*** RAW DATA Section Begins ***
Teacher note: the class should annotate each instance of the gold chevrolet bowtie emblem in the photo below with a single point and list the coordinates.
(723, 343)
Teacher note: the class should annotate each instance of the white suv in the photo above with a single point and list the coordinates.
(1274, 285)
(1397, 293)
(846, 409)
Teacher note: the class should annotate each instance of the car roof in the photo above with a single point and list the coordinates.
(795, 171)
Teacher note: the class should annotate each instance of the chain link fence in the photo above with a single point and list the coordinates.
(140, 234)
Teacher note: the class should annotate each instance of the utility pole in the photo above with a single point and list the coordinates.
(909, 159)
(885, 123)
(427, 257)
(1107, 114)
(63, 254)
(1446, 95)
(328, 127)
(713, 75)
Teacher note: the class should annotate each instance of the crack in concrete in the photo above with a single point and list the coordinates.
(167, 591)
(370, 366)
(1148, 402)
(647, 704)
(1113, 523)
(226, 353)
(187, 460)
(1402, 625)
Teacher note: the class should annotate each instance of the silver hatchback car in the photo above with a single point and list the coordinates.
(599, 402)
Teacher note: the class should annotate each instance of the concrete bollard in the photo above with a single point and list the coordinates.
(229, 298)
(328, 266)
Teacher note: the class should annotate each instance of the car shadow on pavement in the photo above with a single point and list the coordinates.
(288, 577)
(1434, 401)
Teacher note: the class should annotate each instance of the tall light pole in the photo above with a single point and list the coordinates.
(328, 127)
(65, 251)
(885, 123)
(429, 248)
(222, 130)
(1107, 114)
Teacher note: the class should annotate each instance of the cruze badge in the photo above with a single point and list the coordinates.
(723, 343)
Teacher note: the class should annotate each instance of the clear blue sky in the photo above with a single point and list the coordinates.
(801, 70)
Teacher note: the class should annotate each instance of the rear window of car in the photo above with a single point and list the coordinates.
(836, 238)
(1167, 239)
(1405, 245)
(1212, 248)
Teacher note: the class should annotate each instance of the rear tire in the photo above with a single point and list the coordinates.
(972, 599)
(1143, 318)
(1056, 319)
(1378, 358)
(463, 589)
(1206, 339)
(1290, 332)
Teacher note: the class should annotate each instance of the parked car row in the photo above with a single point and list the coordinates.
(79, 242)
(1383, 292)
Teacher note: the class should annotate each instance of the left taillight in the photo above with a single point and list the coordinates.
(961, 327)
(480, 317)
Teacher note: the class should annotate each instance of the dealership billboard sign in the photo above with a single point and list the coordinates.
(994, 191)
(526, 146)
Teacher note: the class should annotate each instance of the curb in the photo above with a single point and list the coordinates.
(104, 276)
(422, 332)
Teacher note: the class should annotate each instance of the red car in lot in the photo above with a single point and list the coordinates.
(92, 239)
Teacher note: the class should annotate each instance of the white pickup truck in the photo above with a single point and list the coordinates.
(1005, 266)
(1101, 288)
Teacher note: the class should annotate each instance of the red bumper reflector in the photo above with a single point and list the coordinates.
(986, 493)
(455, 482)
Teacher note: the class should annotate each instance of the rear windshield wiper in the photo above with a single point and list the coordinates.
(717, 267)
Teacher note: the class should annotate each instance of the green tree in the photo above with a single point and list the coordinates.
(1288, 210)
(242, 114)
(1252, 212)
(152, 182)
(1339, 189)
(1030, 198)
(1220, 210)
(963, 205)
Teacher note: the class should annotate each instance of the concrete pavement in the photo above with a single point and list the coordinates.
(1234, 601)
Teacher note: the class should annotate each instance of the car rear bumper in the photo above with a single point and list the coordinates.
*** RAW DATA Section Ends ***
> **REQUIREMENT**:
Return every record, word for word.

> **SOLUTION TO THE EXERCISE**:
Teacher note: the class should annotate each instance of the gold chevrolet bowtie emblem in the photo below with a single point and list the coordinates.
(723, 343)
Teacher note: the class should annotate each instance of the white suv in the photo above with a single point and list the coordinates.
(1274, 285)
(1397, 293)
(846, 409)
Teacher note: the class should annotate each instance of the car roof in the photo above with a single point and list the coordinates.
(795, 171)
Teacher note: the class should annotate each instance of the chain link fence in the photo above with a single point and list the coordinates.
(140, 234)
Teacher note: the class should annotate each instance of the utility pole in the photo above with a single point and list the coordinates.
(909, 159)
(885, 123)
(427, 257)
(1107, 114)
(63, 254)
(1446, 95)
(328, 127)
(713, 75)
Teacher note: the class should annotate each instance of the crack in concrete in the photo above with a single point and list the coordinates.
(167, 591)
(370, 366)
(1148, 402)
(647, 704)
(1113, 523)
(226, 353)
(187, 460)
(1402, 625)
Teacher note: the class should annotate each instance of the silver hatchback car in the photo above with a single point and list the coordinates.
(599, 402)
Teacher note: the class should annotate each instance of the concrete bollard in the photo above with a single point and list the coordinates.
(229, 298)
(328, 266)
Teacher note: the class should annotate each instance of the car shadow on pavement in the photo above with a single point and list the coordinates.
(288, 577)
(1434, 401)
Teacher note: the class should annotate each instance of the tall light pole in the photo above with a single point and list the coordinates.
(328, 127)
(65, 251)
(885, 123)
(429, 248)
(222, 130)
(1107, 114)
Teacher note: the class should annotate each instance of the cruze badge in the photo above with a single point and list the coordinates.
(723, 343)
Teacher note: the class should annotate each instance of the clear blue sky in the photo above with a single point and list the coordinates.
(801, 70)
Teacher note: the class should annotate each instance of the rear window of car in the photo above with a single point and list the coordinates.
(836, 238)
(1167, 239)
(1405, 245)
(1212, 248)
Teacher note: the class should annotate each instance of the rear tire in the photo above with a single point and list the coordinates.
(972, 599)
(1143, 318)
(1056, 319)
(1378, 358)
(463, 589)
(1206, 339)
(1290, 332)
Teacher note: the class should annotate each instance of the parked car row in the photo above with a single point and list the coordinates.
(79, 242)
(1383, 292)
Teacher note: the class should annotate each instance of the left taillight in the photo above with a single point and list the coordinates.
(961, 327)
(480, 317)
Teacher note: the class should annotate each instance of the dealership billboard sign in the photo above with a single point and list the coordinates.
(994, 191)
(526, 146)
Teacher note: the class should annotate each instance of the curb in the photo above with a single point and list the coordinates.
(104, 276)
(422, 332)
Teacher note: the class should annotate each instance of the red car in lot in the photo above with a single point and list the coordinates.
(92, 239)
Teacher note: the class should annotate each instance of the white pickup truck in the photo above with a single point and list the coordinates.
(1005, 266)
(1101, 288)
Teacher note: the class should annotate each instance of the red bumper reflector in the photo above with a single point and list the coordinates.
(986, 493)
(455, 482)
Teacher note: the class should annotate each instance of the rear windshield wiper in the photo above with a single point and list the coordinates.
(717, 267)
Teacher note: the class should annotate each instance of the green tree in the photo above with a single point and list the coordinates.
(1288, 210)
(242, 114)
(1252, 212)
(152, 182)
(1339, 189)
(1030, 198)
(1220, 210)
(963, 205)
Teacher note: the class should annotate each instance of the concrete pavement in the photo above with a single point and list the coordinates.
(1234, 601)
Teacher note: the class should annotate each instance of the car rear bumper in the photo above with a single point and list the coordinates.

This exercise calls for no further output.